• **TASK SET**
A: How would you translate this sentence from the aluminum patent extract into Spanish: "The stable anode may comprise a monolithic body of the iron oxide material."
B: Can you print the passage of the aluminum patent extract starting with "Another aspect of" and going on through "the following description."?
C: Answer these questions from the aluminum patent extract:
(i) In the method of making aluminum, what does the bath comprise?
(ii) What does the term "stable anode" mean?
(iii) What materials may the substrate material of the anode be?

• **DOCUMENT EXTRACT**
An aspect of the present invention is to provide a method of making aluminum. The method includes the steps of passing current between a stable anode comprising iron oxide and a cathode through a bath comprising an electrolyte and aluminum oxide, maintaining the bath at a controlled temperature, controlling current density through the anode, and recovering aluminum from the bath.
Another aspect of the present invention is to provide a stable anode comprising iron oxide for use in an electrolytic metal production cell.
A further aspect of the present invention is to provide an electrolytic aluminum production cell comprising a molten salt bath including an electrolyte and aluminum oxide maintained at a controlled temperature, a cathode, and a stable anode comprising iron oxide.
These and other aspects of the present invention will be more apparent from the following description.
As used herein, the term “stable anode” means a substantially non-consumable anode which possesses satisfactory corrosion resistance, electrical conductivity, and stability during the metal production process. The stable anode may comprise a monolithic body of the iron oxide material. Alternatively, the stable anode may comprise a surface layer or coating of the iron oxide material on the inert anode. In this case, the substrate material of the anode may be any suitable material such as metal, ceramic and/or cermet materials.

[Records]
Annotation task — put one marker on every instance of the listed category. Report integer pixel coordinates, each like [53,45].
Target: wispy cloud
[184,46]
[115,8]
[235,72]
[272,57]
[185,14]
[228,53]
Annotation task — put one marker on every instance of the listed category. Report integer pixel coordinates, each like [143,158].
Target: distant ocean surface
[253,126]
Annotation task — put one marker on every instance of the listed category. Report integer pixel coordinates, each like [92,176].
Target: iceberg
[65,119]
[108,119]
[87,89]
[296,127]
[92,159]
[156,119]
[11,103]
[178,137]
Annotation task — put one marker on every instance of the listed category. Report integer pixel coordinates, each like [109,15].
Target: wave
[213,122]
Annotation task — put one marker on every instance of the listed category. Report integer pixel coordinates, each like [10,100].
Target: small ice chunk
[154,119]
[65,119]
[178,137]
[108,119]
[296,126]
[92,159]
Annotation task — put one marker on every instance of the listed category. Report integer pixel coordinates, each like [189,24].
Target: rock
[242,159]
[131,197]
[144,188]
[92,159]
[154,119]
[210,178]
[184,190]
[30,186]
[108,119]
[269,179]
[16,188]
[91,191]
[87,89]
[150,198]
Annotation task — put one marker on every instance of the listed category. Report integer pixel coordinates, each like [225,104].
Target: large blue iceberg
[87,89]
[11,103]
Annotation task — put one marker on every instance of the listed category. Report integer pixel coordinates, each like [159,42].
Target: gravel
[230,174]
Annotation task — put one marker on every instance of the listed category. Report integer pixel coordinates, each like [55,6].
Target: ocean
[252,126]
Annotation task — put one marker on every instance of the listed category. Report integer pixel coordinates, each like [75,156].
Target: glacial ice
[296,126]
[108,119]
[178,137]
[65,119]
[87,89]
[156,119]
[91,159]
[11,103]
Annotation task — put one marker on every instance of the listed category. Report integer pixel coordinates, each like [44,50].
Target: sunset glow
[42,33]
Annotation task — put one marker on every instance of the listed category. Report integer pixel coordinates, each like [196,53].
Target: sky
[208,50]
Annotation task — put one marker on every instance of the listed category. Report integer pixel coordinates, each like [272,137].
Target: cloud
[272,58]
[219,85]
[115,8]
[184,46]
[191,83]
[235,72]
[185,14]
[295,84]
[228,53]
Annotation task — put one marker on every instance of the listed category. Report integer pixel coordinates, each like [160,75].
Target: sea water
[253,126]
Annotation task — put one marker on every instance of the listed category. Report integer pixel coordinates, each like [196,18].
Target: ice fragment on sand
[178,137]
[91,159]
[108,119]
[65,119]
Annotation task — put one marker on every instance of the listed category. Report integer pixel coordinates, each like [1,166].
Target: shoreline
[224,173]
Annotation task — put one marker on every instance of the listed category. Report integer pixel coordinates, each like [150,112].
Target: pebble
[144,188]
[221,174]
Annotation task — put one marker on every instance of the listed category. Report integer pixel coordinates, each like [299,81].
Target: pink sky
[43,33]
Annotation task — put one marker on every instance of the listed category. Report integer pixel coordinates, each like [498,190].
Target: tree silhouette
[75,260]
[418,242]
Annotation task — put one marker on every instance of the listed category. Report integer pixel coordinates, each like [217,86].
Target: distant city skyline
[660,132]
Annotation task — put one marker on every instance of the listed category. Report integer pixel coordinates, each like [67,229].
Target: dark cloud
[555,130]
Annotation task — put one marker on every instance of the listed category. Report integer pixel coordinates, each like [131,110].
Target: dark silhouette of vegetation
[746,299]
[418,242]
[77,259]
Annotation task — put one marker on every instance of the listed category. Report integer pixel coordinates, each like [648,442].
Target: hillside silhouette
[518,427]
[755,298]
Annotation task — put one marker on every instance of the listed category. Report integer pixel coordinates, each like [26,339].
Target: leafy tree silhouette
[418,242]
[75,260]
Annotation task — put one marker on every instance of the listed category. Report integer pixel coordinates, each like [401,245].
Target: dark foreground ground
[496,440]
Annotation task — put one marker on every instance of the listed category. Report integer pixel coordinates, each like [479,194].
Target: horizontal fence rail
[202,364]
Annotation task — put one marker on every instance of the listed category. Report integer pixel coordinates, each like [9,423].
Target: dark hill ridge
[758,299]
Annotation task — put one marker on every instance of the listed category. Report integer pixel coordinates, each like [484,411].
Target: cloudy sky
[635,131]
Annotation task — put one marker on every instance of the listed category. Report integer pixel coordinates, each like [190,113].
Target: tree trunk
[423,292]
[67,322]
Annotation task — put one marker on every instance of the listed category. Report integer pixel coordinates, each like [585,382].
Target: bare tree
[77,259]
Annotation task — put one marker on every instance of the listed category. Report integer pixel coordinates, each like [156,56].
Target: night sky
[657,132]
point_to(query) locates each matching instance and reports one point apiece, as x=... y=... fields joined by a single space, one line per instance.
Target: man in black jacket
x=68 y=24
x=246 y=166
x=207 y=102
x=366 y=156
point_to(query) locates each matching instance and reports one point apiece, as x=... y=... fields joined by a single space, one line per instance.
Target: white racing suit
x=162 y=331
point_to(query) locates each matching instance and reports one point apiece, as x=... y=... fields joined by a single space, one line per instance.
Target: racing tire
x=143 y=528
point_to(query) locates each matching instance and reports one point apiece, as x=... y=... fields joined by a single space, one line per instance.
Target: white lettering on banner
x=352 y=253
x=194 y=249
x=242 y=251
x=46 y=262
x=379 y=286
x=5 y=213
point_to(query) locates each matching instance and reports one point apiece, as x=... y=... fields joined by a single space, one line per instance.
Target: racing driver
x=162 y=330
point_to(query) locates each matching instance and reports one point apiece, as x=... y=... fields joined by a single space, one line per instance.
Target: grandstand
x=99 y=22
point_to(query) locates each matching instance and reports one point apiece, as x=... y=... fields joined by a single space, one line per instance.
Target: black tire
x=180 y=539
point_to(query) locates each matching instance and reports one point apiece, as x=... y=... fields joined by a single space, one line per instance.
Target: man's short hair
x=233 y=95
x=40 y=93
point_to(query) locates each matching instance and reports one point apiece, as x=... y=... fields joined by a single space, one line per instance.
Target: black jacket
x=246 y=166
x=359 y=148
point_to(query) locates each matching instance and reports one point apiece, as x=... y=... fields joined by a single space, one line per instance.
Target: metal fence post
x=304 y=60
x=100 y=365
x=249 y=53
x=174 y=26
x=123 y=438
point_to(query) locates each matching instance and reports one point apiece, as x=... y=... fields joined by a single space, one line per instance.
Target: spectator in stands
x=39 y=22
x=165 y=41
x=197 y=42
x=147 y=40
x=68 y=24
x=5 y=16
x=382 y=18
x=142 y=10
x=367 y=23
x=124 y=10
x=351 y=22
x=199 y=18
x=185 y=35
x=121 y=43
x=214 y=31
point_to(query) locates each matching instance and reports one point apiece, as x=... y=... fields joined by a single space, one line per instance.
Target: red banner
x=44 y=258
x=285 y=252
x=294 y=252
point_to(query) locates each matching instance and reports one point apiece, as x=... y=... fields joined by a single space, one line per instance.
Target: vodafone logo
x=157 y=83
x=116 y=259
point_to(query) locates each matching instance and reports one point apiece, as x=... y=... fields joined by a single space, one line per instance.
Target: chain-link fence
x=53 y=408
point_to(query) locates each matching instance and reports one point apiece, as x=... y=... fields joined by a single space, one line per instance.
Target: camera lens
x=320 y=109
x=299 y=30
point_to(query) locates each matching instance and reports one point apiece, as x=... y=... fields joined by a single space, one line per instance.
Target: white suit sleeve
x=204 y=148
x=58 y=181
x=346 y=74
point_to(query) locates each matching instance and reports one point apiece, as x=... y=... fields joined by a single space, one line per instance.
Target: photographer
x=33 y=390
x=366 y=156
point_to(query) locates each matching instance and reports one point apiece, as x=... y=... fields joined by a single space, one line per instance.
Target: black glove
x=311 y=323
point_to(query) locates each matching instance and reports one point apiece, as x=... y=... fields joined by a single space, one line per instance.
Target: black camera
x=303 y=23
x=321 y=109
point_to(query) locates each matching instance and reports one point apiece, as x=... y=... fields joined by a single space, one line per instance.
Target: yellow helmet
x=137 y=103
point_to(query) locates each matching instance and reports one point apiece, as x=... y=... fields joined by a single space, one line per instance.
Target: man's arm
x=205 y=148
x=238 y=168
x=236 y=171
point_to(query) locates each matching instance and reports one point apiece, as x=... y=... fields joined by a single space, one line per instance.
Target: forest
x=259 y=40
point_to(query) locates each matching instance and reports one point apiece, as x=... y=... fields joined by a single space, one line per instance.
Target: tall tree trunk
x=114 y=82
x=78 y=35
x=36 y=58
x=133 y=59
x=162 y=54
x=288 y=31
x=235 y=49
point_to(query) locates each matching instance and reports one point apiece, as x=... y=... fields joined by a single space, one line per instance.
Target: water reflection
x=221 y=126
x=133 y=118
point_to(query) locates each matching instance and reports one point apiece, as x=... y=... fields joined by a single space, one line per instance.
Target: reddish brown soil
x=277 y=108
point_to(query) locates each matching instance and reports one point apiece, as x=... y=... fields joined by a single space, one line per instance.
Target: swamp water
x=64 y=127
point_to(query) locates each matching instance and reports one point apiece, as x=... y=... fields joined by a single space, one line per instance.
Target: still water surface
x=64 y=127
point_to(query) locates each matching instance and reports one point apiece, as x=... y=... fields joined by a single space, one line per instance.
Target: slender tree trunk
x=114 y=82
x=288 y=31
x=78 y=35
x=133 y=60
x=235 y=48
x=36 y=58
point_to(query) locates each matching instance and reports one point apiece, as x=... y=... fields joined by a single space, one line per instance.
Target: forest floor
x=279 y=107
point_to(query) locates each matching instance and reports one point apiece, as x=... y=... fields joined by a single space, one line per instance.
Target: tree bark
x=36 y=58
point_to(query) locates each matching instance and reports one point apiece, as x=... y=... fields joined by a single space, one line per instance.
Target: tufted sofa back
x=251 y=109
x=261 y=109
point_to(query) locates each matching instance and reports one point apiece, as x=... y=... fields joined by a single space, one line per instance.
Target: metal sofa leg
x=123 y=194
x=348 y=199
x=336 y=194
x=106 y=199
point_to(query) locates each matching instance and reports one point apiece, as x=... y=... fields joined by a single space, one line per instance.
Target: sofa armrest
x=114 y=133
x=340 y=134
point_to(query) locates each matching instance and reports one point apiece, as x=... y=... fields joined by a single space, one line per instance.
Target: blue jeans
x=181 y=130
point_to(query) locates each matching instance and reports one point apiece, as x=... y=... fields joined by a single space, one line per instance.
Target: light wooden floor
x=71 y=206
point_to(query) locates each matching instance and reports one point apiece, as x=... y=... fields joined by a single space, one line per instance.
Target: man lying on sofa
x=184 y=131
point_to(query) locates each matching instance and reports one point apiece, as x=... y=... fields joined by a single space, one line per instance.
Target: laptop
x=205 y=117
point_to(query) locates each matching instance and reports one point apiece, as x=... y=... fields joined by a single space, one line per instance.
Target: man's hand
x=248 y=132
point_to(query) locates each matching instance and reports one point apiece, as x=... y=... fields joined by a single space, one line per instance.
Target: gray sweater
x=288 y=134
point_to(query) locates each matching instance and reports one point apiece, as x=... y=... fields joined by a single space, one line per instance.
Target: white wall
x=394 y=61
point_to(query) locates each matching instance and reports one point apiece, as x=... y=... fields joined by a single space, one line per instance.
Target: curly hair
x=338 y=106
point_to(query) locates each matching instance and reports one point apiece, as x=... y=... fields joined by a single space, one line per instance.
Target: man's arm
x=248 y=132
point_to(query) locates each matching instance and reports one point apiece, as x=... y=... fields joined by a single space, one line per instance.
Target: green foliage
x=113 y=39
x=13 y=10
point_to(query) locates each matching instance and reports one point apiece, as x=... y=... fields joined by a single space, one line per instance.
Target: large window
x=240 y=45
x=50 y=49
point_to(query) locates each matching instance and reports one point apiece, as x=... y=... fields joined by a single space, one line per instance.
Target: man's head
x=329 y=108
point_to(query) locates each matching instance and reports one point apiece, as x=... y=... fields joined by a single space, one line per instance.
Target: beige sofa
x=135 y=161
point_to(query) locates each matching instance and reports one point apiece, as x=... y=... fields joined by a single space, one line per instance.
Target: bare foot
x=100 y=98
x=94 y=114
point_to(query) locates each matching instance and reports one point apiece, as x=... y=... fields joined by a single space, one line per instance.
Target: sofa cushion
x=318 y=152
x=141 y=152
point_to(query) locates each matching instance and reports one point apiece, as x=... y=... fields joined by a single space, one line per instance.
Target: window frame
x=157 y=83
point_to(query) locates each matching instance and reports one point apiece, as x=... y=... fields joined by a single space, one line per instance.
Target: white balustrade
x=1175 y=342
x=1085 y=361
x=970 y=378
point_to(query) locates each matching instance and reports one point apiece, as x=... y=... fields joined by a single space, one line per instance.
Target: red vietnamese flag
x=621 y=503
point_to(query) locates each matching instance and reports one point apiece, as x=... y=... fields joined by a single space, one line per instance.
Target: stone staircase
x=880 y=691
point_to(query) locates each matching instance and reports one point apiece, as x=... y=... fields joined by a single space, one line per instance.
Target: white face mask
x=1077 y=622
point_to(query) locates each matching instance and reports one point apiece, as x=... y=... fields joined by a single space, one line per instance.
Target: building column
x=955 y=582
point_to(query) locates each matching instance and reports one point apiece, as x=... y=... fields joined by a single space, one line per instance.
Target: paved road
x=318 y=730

• **OUTPUTS IN ORDER**
A: El ánodo estable puede comprender un cuerpo monolítico del material de óxido de hierro.

B:
Another aspect of the present invention is to provide a stable anode comprising iron oxide for use in an electrolytic metal production cell.
A further aspect of the present invention is to provide an electrolytic aluminum production cell comprising a molten salt bath including an electrolyte and aluminum oxide maintained at a controlled temperature, a cathode, and a stable anode comprising iron oxide.
These and other aspects of the present invention will be more apparent from the following description.

C:
(i) An electrolyte and aluminum oxide.
(ii) A substantially non-consumable anode that possesses satisfactory corrosion resistance, electrical conductivity, and stability during the metal production process.
(iii) Any suitable material, such as metal, ceramic and/or cermet materials.